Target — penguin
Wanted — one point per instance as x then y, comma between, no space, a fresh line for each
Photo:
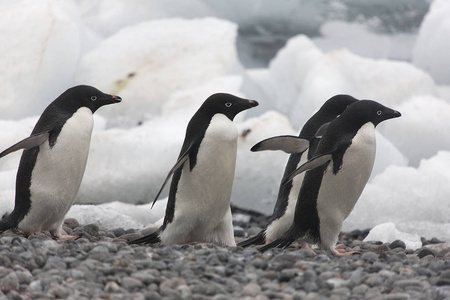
53,162
198,207
283,213
335,177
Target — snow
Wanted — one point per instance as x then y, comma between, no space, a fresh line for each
430,50
164,58
387,233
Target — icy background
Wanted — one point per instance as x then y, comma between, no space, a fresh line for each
164,58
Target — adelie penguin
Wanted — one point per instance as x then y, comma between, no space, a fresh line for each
335,177
53,162
302,148
198,208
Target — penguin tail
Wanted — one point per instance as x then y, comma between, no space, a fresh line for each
280,243
7,223
152,238
258,239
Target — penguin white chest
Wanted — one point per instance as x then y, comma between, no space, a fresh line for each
203,193
58,172
339,192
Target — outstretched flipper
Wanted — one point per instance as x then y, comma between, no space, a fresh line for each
287,143
258,239
321,130
151,238
180,162
309,165
32,141
281,242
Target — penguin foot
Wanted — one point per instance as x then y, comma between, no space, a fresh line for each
343,252
67,237
305,246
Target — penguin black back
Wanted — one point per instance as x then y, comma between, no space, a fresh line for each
49,126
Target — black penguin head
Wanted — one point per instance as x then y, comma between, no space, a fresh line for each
226,104
371,111
85,96
337,104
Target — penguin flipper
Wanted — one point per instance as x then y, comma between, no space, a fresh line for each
321,130
279,243
181,160
152,238
287,143
28,143
258,239
309,165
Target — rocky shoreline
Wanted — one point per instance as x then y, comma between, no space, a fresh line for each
100,265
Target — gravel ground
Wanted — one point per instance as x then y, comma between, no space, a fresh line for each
100,265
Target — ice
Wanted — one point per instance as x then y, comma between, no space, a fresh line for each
118,215
431,47
342,72
422,130
360,40
258,174
40,64
164,58
387,233
415,199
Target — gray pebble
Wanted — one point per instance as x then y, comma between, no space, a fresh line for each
397,296
421,253
370,257
323,258
113,287
131,284
10,281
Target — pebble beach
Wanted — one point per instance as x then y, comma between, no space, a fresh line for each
101,265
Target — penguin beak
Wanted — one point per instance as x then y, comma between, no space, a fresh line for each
252,103
116,99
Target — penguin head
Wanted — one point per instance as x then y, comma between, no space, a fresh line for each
337,104
85,96
372,111
226,104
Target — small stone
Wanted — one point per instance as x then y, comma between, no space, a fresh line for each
444,279
24,277
369,257
309,275
374,280
287,274
397,244
130,283
112,287
10,281
360,289
58,291
152,296
259,263
252,289
421,253
323,258
397,296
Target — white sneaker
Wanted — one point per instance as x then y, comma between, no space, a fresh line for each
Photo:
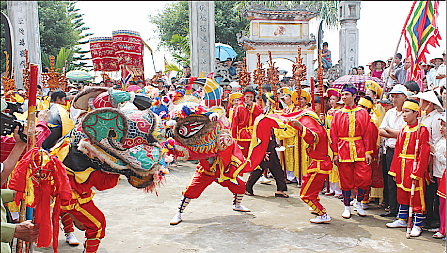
397,224
264,180
347,213
438,235
71,239
240,208
325,218
177,219
360,210
416,231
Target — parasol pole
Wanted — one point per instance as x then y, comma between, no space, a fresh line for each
397,47
312,91
415,163
273,78
31,141
259,77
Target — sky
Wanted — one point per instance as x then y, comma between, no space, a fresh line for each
379,27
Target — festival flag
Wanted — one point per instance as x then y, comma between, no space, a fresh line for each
421,30
167,64
126,76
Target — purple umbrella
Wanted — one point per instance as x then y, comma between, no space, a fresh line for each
356,80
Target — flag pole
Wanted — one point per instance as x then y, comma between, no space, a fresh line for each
397,47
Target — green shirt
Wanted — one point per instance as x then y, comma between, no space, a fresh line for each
7,228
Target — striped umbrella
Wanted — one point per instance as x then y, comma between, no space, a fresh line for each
356,80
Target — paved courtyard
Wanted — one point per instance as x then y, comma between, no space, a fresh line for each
139,222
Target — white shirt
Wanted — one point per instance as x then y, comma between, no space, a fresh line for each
439,162
433,123
431,79
441,70
390,82
394,120
74,113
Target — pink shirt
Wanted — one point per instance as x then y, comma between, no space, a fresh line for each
377,74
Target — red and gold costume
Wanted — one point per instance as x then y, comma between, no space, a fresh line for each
350,130
333,175
315,135
242,124
223,172
402,165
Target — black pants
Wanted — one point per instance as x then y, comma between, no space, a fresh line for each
431,204
392,188
386,196
275,168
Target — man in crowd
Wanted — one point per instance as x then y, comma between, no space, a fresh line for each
352,150
326,58
400,74
186,71
396,63
244,116
440,71
405,173
391,124
430,119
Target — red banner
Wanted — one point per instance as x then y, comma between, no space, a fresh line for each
103,54
129,49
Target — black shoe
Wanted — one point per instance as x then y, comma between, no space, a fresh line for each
388,214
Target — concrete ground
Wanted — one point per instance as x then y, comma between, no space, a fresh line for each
139,222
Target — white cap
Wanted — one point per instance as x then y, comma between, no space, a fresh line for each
399,89
429,96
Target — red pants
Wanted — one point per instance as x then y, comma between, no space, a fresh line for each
200,181
354,174
313,183
92,218
245,146
66,221
403,198
94,222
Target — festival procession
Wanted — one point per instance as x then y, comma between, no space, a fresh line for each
103,150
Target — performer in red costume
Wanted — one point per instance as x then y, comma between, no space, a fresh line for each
350,129
85,211
244,116
314,133
403,171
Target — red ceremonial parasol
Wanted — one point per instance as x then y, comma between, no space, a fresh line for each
134,88
357,80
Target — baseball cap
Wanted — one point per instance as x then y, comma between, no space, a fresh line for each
399,89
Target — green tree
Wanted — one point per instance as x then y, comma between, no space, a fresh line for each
173,23
173,27
60,26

EXERCISE TASK: Put every item above into a two-column CSV with the header row item,answer. Give one row per item, with the item's text and its answer each in a double-quoted field, line breaks replaced by spaces, and the pictures left out.

CORRECT RESPONSE:
item,answer
"Target — penguin Wanted — one point per instance as x then y, comma between, no space, a fresh line for each Photo:","53,162 198,207 283,213 335,177"
"Target — snow Wanted — one point per instance as x then y, comma between, no space, a fresh line for each","430,50 164,58 387,233"
"Target — icy background Wanted — one point per instance as x then y, comma between, no space, a fresh line for each","164,58"
"Target — adelie penguin Wanted — one point per instance as x then y, comma between, no space, a fresh line for each","335,177 53,162 302,148 198,208"
"Target — penguin tail Wanted — one point per instance as x then y, comma between, no space, a fresh line for each","280,243 7,223 152,238 258,239"
"Target — penguin white chest Wanted — one point per instance as x then y, comma between, no space, a fresh line for each","203,193 58,172 339,192"
"Target — outstretched flipper Wanted — one point per instance as x then y, comma between, no space, a fresh line for each","287,143 258,239 321,130 151,238 180,162 309,165 32,141 281,242"
"Target — penguin foot Wanted — one point per instance as x then y, comma between, no space, a fresh line for each","343,252 67,237 305,246"
"Target — penguin black back Wanted — one point per instance as x then y, comma between, no space, a fresh line for each","49,126"
"Target — black penguin head Wanted — one point per instance as x then y, comma between, no space, a fresh line for each","226,104 371,111 85,96 337,104"
"Target — penguin flipper Wanted — one point per instance as x then y, comma between, no space, a fresh line for each","321,130 279,243 181,160 152,238 287,143 28,143 258,239 309,165"
"Target — rocky shoreline Wanted — one point per instance as x then y, comma between, no space, a fresh line for each","100,265"
"Target — gravel ground Wanted — one point per instance as x then y, comma between, no space, a fresh line for each","100,265"
"Target — ice Wanted — one point per instance as x then y, comma between, no space, a fresh line for each","118,215 431,47 342,72 422,130 360,40 258,174 40,64 164,58 387,233 415,199"
"Target — gray pebble Wanted — one point per instance as x then y, comma between, no space, a fresh line for each","397,296 421,253 370,257 323,258 113,287 131,284 10,281"
"Target — pebble beach Wanted — one point per instance as x then y, comma between, no space, a fresh line for each","101,265"
"Target — penguin beak Wanted — one point per instance as x then y, comma between, no space, a fresh line for each","252,103 116,99"
"Target — penguin head Wanted — one point per instance as x then y, comma between, no space, a fresh line for each","337,104 85,96 372,111 226,104"
"Target — small stone Wanted — one point per instance as x then y, comma between, no space, a fresh line for each","444,279 24,277 369,257 309,275 374,280 287,274 397,244 130,283 112,287 10,281 360,289 58,291 152,296 259,263 252,289 421,253 323,258 397,296"
"Target — white sneaker Wanted — one point per instance as x then y, comma between, no space, a fresh line for each Photo:","397,224 264,180 347,213 438,235 71,239 240,208 325,218 177,219 360,210 416,231"
"Target — parasol pole Wanted — one point per instance as x then y, comma between, no space, a fresh line for each","397,47 312,91 415,163 273,78 31,141 259,77"
"Target — sky Wanted — one point per instance as x then y, comma between, no space, a fresh line for each","379,27"
"Target — festival flag Wanted — one point per instance as x then y, comma between, no space, a fresh line for each","421,30 167,64 126,76"
"Target — purple umbrella Wanted — one point per instance as x then y, comma between, no space, a fresh line for each","356,80"
"Target — flag pole Wanted — one point per instance as x then y, comma between, no space, a fresh line for each","397,47"
"Target — green shirt Wanted — one point per instance as x then y, comma between, no space, a fresh line for each","7,228"
"Target — striped umbrella Wanted — one point per instance as x then y, comma between, no space, a fresh line for each","356,80"
"Target — paved courtyard Wanted — one point per instance as x then y, comma between, no space, a fresh line for each","139,222"
"Target — white shirt Wanted — one point per instance as x then y, comma between, no space, a fresh line for each","439,162 433,123 431,79 441,70 390,82 394,120 74,113"
"Target — pink shirt Wanted — one point per instance as x then y, comma between, no space, a fresh line for each","377,74"
"Target — red and gold costume Wanted — one point per instance as x then y, comma between, no space, a fresh line for each","350,130 333,175 315,135 242,124 223,172 402,165"
"Target — black pants Wanted — one point per instance as x then y, comma between, no space, a fresh line for each","431,204 392,188 386,196 275,168"
"Target — man in crowd Wanted — one point per instance as x then y, comma between, no space, a fresh line for each","352,150 326,58 400,74 186,71 396,63 244,116 440,71 405,173 391,124 430,119"
"Target — red banner Wanted — one point per instance as x then y, comma between, no space, a fresh line for each","103,54 129,49"
"Target — black shoe Wanted — one point per instance as x then y, comma between, no space, a fresh line for each","388,214"
"Target — concrete ground Wanted — one point per instance as x then y, comma between, no space, a fresh line for each","139,222"
"Target — white cap Wanted — one point per instance as x then y, comma between, no space, a fresh line for each","399,89 429,96"
"Target — red pants Wanted — one point per instance as x then y, comma between, no space, a fresh line for each","200,181 354,174 313,183 92,218 245,146 66,221 403,198 94,222"
"Target — festival procession Wanted — one point per instance as x then y, comma between, no space, a fresh line for each","103,150"
"Target — performer in red costume Wanted — one point per instance as x then y, comma between, no space, a fresh line for each","350,129 85,211 244,116 314,133 403,171"
"Target — red ceremonial parasol Wanted — one point per instance as x then y, comma between, no space, a fresh line for each","134,88 357,80"
"Target — baseball cap Wanted — one point per instance as x then y, comma between, no space, a fresh line for each","399,89"
"Target — green tree Wanted — one point per instance as x then y, comma between, no space, a fresh line for each","173,23 173,27 60,26"